::: TEXT SEGMENT
Many thanks for your attention, Lawrence

Lawrence Paul Petalidis
Ph.D. Candidate

University of Cambridge
Department of Pathology

From: Laurent Gautier
Sent: 26 March 2004
To: Lawrence Paul Petalidis
Cc: Michael Seewald; Johnnidis, Jonathan;
bioconductor at stat.math.ethz.ch; maechler at stat.math.ethz.ch;
jgentry at jimmy.harvard.edu
Subject: RE: [BioC] how deal with multiplicate affy probes?

On Thu, 2004-03-25 at 18:34, Lawrence Paul Petalidis wrote:
> Hello,
> As a note following on from Michael Seewald's message, I totally agree
> there is a STRONG need to BLAST probe set sequences.

Do we really need to use BLAST (then how would we decide on cut-off
values) ? The short probes are short oligonucleotides, so I think
perfect string matches are likely to be enough in many cases.

>  I tend to use the probe
> set target sequence instead of the indicidual probe sequences however.

At the risk of looking silly, may I ask you to detail a bit (I am not
certain to understand... do you mean that you prefer working with the
target sequence a given probe set is supposed to match ?... then you
BLAST it against the rest of the world ?)

>  You
> will be surprised to see the inconsistency of the Affy annotation, in many
> cases _at probes are really not unique at all.
::::::
::: RECORDS SUPPLIED
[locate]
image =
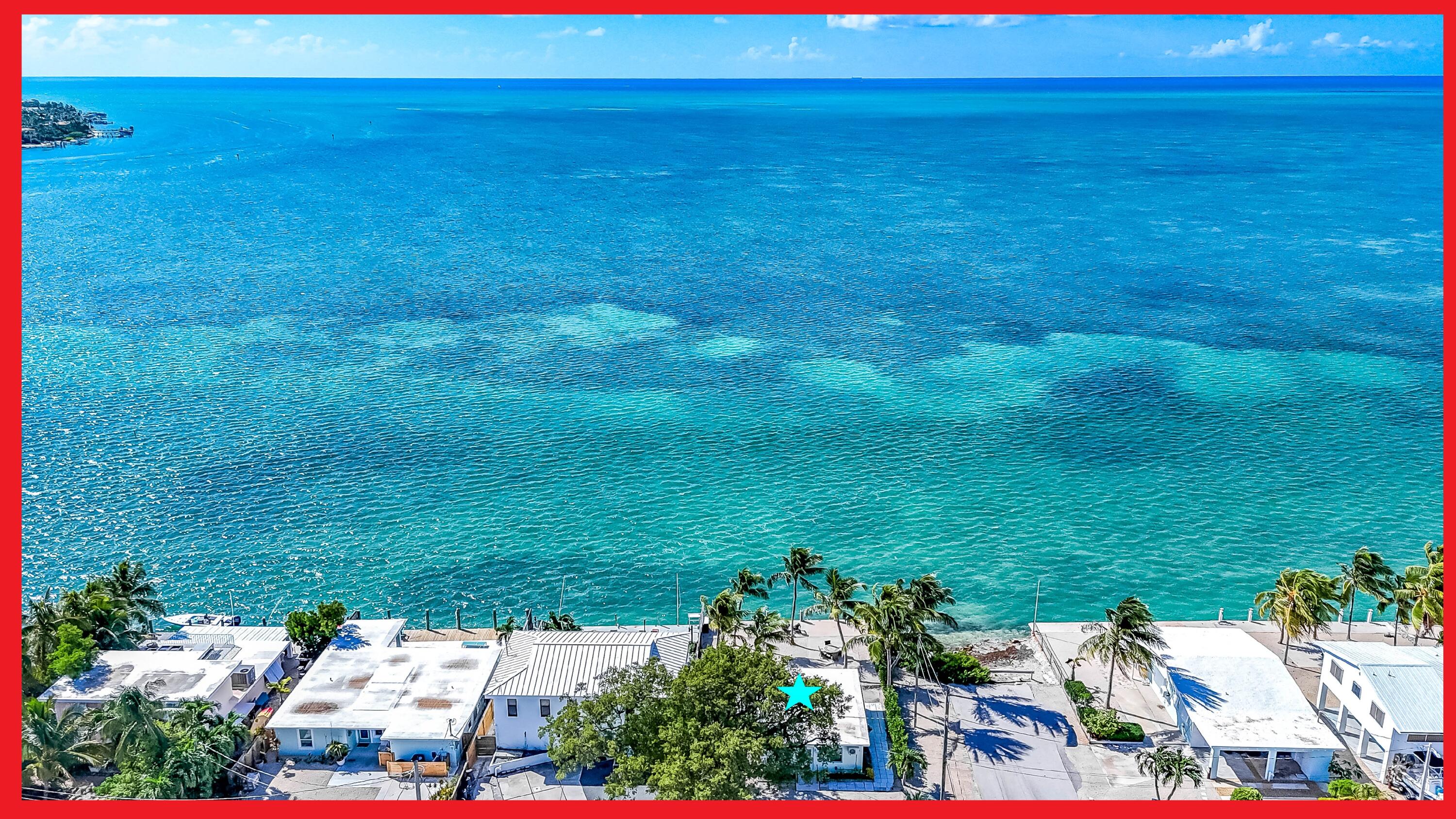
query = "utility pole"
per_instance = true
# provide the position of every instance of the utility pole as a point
::::::
§ **WORK TO COMPLETE**: List every recipient named on the Cc line of the mailing-list message about multiplicate affy probes above.

§ **EXERCISE ANSWER**:
Michael Seewald
Johnnidis, Jonathan
bioconductor at stat.math.ethz.ch
maechler at stat.math.ethz.ch
jgentry at jimmy.harvard.edu